We do not want to attribute the current crisis of democratic institutions entirely to the various strands of the neoliberal movement and related business interests. The Vietnam War, Watergate, Iran-Contra, the Clinton impeachment, the invasion of Iraq on false pretenses – plus the enabling of that invasion by a sometimes too docile American news media – have all contributed to the delegitimation of state institutions.28 Poor performance by government offers an appealing, straightforward explanation of institutional delegitimation.29 The commercial media, with their emphasis on scandal and crisis and discord, also share a portion of the blame, though not all scholars would agree with this assessment.30 All of these factors have played a role in the emergence of our “post-fact” era. Yet this leave us with nagging, unanswered questions.

**Provided information**
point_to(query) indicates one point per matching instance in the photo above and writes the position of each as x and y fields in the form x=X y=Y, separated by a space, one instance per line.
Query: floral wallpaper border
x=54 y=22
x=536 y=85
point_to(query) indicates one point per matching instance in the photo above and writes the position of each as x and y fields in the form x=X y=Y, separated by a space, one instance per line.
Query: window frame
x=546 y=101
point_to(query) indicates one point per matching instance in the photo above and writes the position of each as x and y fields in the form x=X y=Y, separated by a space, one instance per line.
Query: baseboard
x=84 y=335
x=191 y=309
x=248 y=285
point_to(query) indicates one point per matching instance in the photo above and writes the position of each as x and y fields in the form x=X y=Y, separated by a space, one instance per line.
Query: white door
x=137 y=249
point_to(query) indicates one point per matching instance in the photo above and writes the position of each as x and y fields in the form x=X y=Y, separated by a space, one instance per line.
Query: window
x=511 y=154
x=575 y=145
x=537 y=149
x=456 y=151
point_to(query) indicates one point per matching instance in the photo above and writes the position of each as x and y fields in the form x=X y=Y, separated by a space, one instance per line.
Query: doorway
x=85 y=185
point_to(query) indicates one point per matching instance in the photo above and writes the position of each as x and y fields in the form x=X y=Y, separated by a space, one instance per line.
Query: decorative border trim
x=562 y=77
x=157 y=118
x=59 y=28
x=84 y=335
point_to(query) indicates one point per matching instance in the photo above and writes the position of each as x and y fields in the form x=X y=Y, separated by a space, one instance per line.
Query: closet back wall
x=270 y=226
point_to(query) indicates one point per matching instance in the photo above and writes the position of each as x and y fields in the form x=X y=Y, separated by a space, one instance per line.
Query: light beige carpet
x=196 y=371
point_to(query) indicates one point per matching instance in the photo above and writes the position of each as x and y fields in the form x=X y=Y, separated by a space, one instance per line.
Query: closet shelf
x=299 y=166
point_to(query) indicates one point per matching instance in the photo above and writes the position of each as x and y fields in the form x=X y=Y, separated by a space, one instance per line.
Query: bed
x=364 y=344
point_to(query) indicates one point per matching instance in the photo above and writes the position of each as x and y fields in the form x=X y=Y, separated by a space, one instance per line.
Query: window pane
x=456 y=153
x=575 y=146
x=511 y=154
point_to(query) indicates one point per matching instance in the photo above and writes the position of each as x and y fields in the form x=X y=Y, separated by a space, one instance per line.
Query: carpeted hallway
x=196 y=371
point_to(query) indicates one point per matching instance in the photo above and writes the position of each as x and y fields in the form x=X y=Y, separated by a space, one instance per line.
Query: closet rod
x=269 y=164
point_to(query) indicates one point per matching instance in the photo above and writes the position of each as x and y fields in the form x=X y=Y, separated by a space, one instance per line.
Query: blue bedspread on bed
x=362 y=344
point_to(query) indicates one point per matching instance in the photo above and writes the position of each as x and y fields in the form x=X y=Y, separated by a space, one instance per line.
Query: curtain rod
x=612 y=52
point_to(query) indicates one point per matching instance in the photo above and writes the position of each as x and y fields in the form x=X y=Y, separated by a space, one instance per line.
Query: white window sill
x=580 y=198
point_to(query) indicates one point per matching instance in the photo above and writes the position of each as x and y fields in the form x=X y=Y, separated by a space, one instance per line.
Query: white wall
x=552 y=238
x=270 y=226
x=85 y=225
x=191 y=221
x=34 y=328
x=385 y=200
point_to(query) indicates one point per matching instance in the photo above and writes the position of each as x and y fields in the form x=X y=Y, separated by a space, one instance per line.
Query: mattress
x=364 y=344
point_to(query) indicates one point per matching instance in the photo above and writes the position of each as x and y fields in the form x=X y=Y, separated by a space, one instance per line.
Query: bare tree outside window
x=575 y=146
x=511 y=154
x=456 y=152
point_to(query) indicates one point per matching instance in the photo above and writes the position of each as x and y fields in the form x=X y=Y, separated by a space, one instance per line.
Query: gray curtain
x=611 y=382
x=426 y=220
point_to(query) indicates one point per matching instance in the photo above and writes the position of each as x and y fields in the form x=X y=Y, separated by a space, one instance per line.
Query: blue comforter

**Problem set**
1 – Say whether each statement agrees with the passage on democratic institutions. Answer yes or no for each, and quote the deciding words from the passage.
(a) The passage blames the current crisis of democratic institutions entirely on the neoliberal movement and related business interests.
(b) All scholars agree that the commercial media share part of the blame.
(c) The passage presents poor government performance as an appealing explanation of institutional delegitimation.
2 – Extend the passage on democratic institutions, starting after its last sentence.

**Solved problems**
1 –
(a) No: "We do not want to attribute the current crisis of democratic institutions entirely to the various strands of the neoliberal movement and related business interests."
(b) No: "though not all scholars would agree with this assessment"
(c) Yes: "Poor performance by government offers an appealing, straightforward explanation of institutional delegitimation"

2 –
Might government gridlock, inefficiency, and discord in itself be at least the partial product of a political philosophy designed to hollow out state institutional capacities and then draw attention and outrage to the ugly results?31 The political apparatus described in these pages has undermined the state’s governance capacity and then turned to an elaborate propaganda machine to draw attention to the foul results. Their goal has not been to improve performance or reimagine effective state services but to bind the state to a limited range of responsibilities, including serving as the arbiter of business legal disputes, enforcer of contracts, provider of public security, law enforcement, and the national defense. Above all, the goal is not to strengthen and improve democratic governance, but to destroy it.
Why?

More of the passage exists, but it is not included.